== To-do item ==
Count how many lines in the material below contain the string "http", with case counting, and reply with only that number.

________

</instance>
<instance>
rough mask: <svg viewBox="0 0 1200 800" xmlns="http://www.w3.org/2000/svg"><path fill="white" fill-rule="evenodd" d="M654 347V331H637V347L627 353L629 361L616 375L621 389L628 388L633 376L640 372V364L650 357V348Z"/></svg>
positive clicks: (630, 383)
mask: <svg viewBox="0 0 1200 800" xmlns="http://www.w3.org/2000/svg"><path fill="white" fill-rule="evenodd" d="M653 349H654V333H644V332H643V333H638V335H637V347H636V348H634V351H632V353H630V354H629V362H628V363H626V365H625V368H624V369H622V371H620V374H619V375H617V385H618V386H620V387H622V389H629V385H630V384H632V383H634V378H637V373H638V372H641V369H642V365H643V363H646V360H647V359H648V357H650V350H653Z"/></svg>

________

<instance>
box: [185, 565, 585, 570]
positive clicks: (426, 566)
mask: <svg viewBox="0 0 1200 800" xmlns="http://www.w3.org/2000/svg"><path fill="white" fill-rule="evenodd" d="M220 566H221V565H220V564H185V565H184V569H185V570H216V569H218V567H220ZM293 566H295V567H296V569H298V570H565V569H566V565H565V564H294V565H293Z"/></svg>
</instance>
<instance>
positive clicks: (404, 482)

________

== Solution to the problem ==
3